> EXERCISE DIRECTIONS: Return every record exactly as written.

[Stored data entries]
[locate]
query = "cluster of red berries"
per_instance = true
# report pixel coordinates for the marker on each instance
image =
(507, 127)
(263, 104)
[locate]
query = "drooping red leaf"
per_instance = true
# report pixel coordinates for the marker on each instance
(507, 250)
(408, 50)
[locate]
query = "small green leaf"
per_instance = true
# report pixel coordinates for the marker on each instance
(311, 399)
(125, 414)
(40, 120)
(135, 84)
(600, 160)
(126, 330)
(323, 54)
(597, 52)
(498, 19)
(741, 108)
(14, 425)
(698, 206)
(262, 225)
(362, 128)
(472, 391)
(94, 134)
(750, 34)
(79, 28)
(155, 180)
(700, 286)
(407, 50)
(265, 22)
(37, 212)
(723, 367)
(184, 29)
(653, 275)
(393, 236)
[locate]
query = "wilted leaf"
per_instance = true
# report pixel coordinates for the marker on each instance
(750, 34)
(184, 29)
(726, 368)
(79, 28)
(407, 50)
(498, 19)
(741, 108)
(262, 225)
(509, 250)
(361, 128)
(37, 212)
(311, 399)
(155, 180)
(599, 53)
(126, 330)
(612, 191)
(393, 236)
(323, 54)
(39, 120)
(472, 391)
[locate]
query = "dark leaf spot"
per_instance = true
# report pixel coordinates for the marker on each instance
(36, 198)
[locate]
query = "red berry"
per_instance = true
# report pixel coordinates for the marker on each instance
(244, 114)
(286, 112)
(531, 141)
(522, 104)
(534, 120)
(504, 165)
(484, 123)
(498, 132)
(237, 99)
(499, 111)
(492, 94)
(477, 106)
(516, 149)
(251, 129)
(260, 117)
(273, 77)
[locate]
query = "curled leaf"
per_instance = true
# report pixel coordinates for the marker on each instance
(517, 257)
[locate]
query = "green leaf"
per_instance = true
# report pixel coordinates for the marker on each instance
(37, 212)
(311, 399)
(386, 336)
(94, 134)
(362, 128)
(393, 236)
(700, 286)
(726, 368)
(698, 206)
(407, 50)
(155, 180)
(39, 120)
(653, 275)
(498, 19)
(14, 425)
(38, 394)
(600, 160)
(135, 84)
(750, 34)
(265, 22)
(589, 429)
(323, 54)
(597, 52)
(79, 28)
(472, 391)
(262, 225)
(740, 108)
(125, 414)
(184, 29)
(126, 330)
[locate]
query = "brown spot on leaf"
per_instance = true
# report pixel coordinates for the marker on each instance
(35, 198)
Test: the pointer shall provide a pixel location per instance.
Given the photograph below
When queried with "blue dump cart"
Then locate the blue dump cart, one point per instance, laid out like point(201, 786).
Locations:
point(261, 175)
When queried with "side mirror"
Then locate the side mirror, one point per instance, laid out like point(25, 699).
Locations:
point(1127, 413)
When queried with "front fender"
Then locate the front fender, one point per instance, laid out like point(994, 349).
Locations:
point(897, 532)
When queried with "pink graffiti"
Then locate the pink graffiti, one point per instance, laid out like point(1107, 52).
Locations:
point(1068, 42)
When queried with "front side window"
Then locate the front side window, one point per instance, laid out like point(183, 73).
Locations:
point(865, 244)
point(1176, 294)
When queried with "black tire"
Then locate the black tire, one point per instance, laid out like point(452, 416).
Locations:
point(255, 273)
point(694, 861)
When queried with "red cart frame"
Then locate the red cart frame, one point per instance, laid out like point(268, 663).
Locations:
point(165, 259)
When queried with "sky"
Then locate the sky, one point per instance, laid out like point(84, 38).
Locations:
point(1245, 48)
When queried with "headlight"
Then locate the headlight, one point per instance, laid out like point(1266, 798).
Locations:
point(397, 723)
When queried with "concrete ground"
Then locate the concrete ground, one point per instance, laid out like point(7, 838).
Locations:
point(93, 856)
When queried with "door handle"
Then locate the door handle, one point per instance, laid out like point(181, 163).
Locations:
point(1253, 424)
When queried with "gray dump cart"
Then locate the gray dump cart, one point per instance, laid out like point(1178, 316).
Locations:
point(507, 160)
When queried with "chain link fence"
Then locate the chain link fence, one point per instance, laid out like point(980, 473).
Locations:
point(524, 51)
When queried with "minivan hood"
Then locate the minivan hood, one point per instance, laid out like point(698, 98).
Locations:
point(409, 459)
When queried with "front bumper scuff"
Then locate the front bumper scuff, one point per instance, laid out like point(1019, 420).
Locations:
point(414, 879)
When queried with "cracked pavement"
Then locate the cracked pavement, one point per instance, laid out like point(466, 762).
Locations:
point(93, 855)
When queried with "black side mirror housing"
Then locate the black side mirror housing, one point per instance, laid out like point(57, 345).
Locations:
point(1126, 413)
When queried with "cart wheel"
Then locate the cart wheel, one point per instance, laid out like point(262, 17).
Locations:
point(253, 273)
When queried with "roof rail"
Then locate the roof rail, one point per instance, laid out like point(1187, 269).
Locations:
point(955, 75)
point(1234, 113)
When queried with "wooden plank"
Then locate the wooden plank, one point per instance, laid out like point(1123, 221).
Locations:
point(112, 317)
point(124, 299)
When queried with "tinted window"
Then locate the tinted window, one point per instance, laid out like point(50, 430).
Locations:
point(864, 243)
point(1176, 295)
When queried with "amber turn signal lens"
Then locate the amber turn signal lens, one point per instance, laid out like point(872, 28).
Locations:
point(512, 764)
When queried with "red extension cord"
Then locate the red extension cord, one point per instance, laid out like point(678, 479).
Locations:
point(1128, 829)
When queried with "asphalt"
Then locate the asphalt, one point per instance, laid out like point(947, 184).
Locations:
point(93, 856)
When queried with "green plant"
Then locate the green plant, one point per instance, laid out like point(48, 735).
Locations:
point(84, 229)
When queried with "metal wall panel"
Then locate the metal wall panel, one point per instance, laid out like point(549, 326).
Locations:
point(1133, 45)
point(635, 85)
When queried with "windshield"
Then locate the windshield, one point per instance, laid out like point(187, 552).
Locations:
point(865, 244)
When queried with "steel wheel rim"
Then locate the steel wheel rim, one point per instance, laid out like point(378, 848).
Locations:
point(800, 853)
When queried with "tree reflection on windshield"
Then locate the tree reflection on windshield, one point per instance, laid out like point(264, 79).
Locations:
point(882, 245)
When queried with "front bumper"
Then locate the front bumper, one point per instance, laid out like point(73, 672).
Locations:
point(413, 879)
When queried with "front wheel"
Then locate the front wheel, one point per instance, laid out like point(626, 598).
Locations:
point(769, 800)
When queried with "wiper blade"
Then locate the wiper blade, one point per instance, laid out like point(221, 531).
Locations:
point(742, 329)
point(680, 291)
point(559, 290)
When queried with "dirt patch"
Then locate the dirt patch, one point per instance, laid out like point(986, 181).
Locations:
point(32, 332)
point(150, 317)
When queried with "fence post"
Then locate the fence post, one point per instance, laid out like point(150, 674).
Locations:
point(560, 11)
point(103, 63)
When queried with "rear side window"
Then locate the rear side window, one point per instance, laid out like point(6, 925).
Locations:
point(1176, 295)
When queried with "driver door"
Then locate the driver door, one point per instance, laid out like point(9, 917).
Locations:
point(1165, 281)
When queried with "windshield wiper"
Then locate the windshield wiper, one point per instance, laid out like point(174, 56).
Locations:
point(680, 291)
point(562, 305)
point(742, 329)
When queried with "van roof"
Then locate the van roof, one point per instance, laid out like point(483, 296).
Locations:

> THE OUTPUT:
[locate]
query = "cluster of red berries"
per_instance = true
# report pixel coordinates for the marker on each instance
image =
(507, 127)
(263, 104)
[locate]
query = "drooping red leaf"
per_instance = true
# report pixel coordinates for the marker on each instance
(507, 250)
(408, 50)
[locate]
query = "small green leaf"
per_instance = true
# report pixel coordinates for the marker on each instance
(311, 399)
(125, 414)
(40, 120)
(135, 84)
(600, 160)
(126, 330)
(323, 54)
(597, 52)
(498, 19)
(741, 108)
(14, 425)
(698, 206)
(262, 225)
(362, 128)
(472, 391)
(94, 134)
(750, 34)
(79, 28)
(155, 180)
(700, 286)
(407, 50)
(265, 22)
(37, 212)
(723, 367)
(184, 29)
(653, 275)
(393, 236)
[locate]
query = "wilted leaf"
per_instance = true
# report pixel coordinates for the marker on each instance
(750, 34)
(184, 29)
(726, 368)
(79, 28)
(407, 50)
(498, 19)
(741, 108)
(262, 225)
(509, 250)
(361, 128)
(37, 212)
(311, 399)
(155, 180)
(599, 53)
(126, 330)
(612, 191)
(393, 236)
(323, 54)
(39, 120)
(472, 391)
[locate]
query = "dark leaf spot"
per_instance = true
# report pixel coordinates for the marker on each instance
(36, 198)
[locate]
query = "red berry"
per_instance = true
# report pixel coordinates for the marker on each instance
(244, 114)
(286, 112)
(531, 141)
(522, 104)
(534, 120)
(504, 165)
(484, 123)
(498, 132)
(237, 99)
(499, 111)
(492, 94)
(477, 106)
(516, 149)
(251, 129)
(260, 117)
(273, 77)
[locate]
query = "curled leaf"
per_instance = true
# report pixel coordinates for the marker on each instance
(517, 257)
[locate]
query = "green leaf"
per_instance = true
# report pixel coordinates for the marker on each instance
(37, 212)
(311, 399)
(386, 336)
(94, 134)
(362, 128)
(393, 236)
(700, 286)
(726, 368)
(698, 206)
(407, 50)
(155, 180)
(39, 120)
(653, 275)
(498, 19)
(14, 425)
(38, 394)
(600, 160)
(135, 84)
(750, 34)
(265, 22)
(589, 429)
(323, 54)
(597, 52)
(79, 28)
(472, 391)
(262, 225)
(740, 108)
(125, 414)
(184, 29)
(126, 330)
[locate]
query = "brown spot on leaf"
per_instance = true
# report pixel coordinates for the marker on each instance
(35, 198)
Test: the pointer shall provide a pixel location per instance.
Given the photograph below
When queried with "blue dump cart"
Then locate the blue dump cart, one point per instance, laid out like point(201, 786).
Locations:
point(261, 175)
When queried with "side mirror"
Then locate the side mirror, one point per instance, laid out like point(25, 699).
Locations:
point(1127, 413)
When queried with "front fender"
Then locate the front fender, one point per instance, laid out like point(994, 349).
Locations:
point(897, 532)
When queried with "pink graffiti"
Then locate the pink graffiti, one point per instance, laid out like point(1107, 52).
Locations:
point(1068, 42)
When queried with "front side window"
Then locate the front side window, one point per instance, laid out like point(183, 73).
Locations:
point(865, 244)
point(1176, 294)
When queried with "black tire"
Then locate the black tire, one point per instance, laid out like point(452, 416).
Locations:
point(255, 273)
point(694, 861)
When queried with "red cart frame"
Then locate the red cart frame, one point per instance, laid out like point(268, 663).
Locations:
point(165, 259)
When queried with "sky"
Then locate the sky, one point per instance, laid out like point(84, 38).
Locations:
point(1245, 48)
When queried with "headlight"
Then locate the headlight, one point per instance, laid out like point(1266, 798).
Locations:
point(397, 723)
When queried with "concrete ground"
Then locate the concrete ground, one point per instance, laid out like point(7, 838).
Locations:
point(93, 856)
When queried with "door handle"
Then locate the door handle, one point per instance, laid out like point(181, 163).
Locations:
point(1253, 424)
When queried with "gray dump cart"
Then locate the gray dump cart, one point per instance, laid out like point(1178, 316).
Locations:
point(507, 160)
When queried with "chain link fence"
Then locate the chain link fence, one point per instance, laid out like point(980, 473).
Locations:
point(524, 51)
When queried with "minivan hood"
Then locate the minivan hood, one point per instance, laid out like point(698, 98).
Locations:
point(409, 459)
When queried with "front bumper scuff"
Then locate the front bumper scuff, one point per instance, laid out like point(1019, 420).
Locations:
point(414, 879)
When queried with "cracked pavement"
Then locate the cracked pavement, one point per instance, laid out like point(466, 762).
Locations:
point(93, 855)
When queried with "black side mirror housing"
Then locate the black side mirror housing, one point per instance, laid out like point(57, 345).
Locations:
point(1126, 413)
When queried with "cart wheel"
Then locate the cart wheel, one point per instance, laid out like point(262, 17).
Locations:
point(253, 273)
When queried with "roof rail"
Then locate the roof rail, one point per instance, laid out like point(1187, 269).
Locations:
point(955, 75)
point(1234, 113)
When queried with "wooden plank"
Then locate the wooden plank, one point per instance, laid out like point(1123, 221).
Locations:
point(112, 317)
point(124, 299)
When queried with "tinted window"
Then locate the tinted window, one point per instance, laid out like point(50, 430).
Locations:
point(864, 243)
point(1176, 295)
When queried with "amber turn signal lens"
Then locate the amber turn signal lens, one point per instance, laid out like point(872, 28).
Locations:
point(512, 764)
When queried with "red extension cord"
Then locate the red extension cord, one point per instance, laid out like point(678, 479).
Locations:
point(1128, 829)
When queried with "asphalt"
Then locate the asphalt, one point per instance, laid out like point(947, 184).
Locations:
point(93, 856)
When queried with "green plant"
Then locate the green plant, one point per instance, laid out like point(48, 735).
Locations:
point(84, 229)
When queried with "metal wall panel"
Then locate the metal wall panel, one point per instance, laid out like point(549, 326).
Locations:
point(1133, 45)
point(635, 85)
When queried with "windshield"
Then locate the windshield, one point per instance, laid out like point(187, 552).
Locations:
point(865, 244)
When queried with "steel wheel rim"
Then locate the steel wheel rim, one point per instance, laid out like point(378, 848).
Locations:
point(800, 853)
When queried with "tree reflection on windshield"
Then locate the tree reflection on windshield, one point per instance, laid out like point(264, 79).
Locations:
point(882, 245)
When queried with "front bumper"
Then locate the front bumper, one point per instance, laid out like point(73, 672).
Locations:
point(413, 879)
When queried with "front wheel"
Then locate the front wheel, one point per instance, laid out like point(626, 598).
Locations:
point(769, 800)
When queried with "wiper blade"
Then locate the wiper blade, one point per instance, laid out like point(221, 531).
Locations:
point(742, 329)
point(680, 291)
point(559, 290)
When queried with "dirt patch"
Then locate the dirt patch, one point per instance, laid out like point(986, 181).
Locations:
point(32, 332)
point(150, 317)
When queried with "fence post"
Then locate the fence post, one point per instance, laid out like point(150, 674).
Locations:
point(560, 11)
point(103, 63)
When queried with "rear side window"
Then locate the rear side window, one point per instance, laid out like point(6, 925).
Locations:
point(1176, 295)
When queried with "driver door"
Then locate the driver door, one point per instance, laid out like point(9, 917).
Locations:
point(1165, 281)
When queried with "windshield wiper"
Then locate the windshield wiper, one point per instance, laid out like point(174, 56).
Locations:
point(680, 291)
point(562, 305)
point(742, 329)
When queried with "van roof"
Then locate the van roof, one point per instance, laid out like point(483, 296).
Locations:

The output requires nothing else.